#### What needs to be done
Return every line of the records that contains the string "sleeve", matching case exactly.

· · ·

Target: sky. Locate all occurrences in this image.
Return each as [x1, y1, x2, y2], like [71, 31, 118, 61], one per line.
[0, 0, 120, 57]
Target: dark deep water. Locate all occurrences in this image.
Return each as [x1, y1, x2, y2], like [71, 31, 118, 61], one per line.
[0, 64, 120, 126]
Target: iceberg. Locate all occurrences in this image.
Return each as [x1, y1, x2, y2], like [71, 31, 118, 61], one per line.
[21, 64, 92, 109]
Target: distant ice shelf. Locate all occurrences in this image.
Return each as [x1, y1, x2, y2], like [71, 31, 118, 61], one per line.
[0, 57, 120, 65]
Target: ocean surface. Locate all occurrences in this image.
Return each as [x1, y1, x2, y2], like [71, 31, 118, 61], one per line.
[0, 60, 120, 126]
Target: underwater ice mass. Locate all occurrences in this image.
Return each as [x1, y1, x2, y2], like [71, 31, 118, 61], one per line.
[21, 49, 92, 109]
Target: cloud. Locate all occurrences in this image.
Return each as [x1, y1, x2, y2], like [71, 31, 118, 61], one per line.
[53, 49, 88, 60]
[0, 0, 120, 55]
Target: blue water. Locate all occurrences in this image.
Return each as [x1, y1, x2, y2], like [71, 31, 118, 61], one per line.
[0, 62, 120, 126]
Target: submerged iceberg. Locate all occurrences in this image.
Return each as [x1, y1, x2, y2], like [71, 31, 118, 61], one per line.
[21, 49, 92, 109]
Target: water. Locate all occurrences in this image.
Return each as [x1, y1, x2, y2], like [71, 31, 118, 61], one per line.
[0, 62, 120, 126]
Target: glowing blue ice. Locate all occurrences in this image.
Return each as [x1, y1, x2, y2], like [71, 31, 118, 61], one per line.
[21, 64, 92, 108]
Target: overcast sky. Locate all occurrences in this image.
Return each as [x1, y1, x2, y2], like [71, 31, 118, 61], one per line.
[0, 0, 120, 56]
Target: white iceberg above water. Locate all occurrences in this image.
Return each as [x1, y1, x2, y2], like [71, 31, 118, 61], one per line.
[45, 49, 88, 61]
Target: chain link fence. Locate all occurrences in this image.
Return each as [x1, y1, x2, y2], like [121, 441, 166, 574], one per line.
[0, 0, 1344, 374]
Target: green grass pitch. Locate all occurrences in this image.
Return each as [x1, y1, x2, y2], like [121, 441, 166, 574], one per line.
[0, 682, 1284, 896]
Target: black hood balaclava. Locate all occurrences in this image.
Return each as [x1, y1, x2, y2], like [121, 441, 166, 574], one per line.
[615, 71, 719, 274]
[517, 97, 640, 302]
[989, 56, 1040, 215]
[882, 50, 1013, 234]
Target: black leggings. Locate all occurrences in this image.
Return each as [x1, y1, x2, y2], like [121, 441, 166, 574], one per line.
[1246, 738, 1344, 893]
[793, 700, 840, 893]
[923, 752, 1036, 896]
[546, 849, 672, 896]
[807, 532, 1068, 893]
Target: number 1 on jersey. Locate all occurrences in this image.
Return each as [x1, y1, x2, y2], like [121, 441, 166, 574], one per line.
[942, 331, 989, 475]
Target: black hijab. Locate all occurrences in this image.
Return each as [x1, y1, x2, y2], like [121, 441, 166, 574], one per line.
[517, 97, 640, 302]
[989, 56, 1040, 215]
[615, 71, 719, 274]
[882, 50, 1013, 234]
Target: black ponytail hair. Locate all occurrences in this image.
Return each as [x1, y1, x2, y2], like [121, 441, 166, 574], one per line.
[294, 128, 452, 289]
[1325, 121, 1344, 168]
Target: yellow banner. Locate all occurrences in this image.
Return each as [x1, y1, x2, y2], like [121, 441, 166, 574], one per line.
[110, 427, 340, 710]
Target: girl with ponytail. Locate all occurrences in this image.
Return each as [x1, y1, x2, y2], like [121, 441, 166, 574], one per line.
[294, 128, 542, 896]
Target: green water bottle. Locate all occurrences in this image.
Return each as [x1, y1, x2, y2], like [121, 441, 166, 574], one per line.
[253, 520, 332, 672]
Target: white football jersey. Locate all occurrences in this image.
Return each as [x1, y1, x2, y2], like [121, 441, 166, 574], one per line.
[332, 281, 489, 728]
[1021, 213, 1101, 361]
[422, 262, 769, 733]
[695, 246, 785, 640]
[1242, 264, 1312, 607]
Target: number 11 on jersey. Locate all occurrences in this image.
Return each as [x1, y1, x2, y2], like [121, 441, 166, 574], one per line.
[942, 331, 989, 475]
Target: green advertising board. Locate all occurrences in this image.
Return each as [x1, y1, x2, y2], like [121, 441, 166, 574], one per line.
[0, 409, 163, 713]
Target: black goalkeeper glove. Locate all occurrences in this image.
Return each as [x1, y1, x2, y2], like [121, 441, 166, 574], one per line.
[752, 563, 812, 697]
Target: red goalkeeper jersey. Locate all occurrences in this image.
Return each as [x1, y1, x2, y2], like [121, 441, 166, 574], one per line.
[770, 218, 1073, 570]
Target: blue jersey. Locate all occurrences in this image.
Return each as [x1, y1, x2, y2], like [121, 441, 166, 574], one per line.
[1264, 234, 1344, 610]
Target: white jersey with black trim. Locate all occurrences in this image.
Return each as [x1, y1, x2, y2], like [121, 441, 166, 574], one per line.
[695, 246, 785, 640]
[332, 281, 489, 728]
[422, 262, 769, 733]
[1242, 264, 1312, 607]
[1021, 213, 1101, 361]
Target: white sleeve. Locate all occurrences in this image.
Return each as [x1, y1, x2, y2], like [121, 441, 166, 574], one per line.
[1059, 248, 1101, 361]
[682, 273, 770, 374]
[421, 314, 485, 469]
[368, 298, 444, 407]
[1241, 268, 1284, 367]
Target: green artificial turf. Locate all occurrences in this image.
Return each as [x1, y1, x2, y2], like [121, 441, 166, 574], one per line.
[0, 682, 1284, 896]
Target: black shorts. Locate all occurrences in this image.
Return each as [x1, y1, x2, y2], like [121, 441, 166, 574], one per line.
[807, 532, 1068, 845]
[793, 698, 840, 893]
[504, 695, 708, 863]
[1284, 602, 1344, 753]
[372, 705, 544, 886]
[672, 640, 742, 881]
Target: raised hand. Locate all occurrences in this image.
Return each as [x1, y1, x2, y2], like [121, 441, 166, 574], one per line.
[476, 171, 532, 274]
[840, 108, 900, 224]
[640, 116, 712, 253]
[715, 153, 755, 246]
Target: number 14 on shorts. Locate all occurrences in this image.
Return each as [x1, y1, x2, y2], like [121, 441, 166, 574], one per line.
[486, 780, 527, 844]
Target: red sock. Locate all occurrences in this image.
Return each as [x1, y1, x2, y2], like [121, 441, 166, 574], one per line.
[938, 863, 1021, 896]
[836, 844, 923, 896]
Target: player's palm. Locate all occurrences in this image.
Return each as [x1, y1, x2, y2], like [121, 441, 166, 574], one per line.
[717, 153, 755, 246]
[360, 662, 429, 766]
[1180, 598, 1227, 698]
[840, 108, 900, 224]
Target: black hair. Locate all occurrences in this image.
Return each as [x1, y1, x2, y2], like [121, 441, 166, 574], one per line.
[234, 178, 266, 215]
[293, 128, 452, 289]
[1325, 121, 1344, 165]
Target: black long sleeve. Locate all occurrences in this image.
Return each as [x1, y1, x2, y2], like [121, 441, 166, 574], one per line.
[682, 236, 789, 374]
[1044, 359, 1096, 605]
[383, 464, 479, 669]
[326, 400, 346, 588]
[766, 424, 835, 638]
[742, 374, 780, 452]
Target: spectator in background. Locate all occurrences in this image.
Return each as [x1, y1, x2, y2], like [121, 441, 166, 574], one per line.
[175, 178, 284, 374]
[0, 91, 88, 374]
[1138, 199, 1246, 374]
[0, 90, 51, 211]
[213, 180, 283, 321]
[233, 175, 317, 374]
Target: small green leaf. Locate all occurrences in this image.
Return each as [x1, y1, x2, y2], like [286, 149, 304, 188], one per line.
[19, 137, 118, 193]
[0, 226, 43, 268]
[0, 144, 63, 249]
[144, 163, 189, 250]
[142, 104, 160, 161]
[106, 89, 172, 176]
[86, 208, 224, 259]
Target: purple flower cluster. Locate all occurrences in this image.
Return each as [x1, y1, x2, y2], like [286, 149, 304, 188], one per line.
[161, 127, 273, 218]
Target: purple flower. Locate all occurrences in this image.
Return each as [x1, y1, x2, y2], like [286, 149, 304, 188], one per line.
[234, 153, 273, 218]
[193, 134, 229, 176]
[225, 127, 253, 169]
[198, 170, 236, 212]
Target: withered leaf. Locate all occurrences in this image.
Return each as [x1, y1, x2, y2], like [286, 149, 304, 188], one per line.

· · ·

#### The solution
Target: white sleeve. Locate all occurrences in this image.
Target: black long sleeve. Locate all occurrences in this image.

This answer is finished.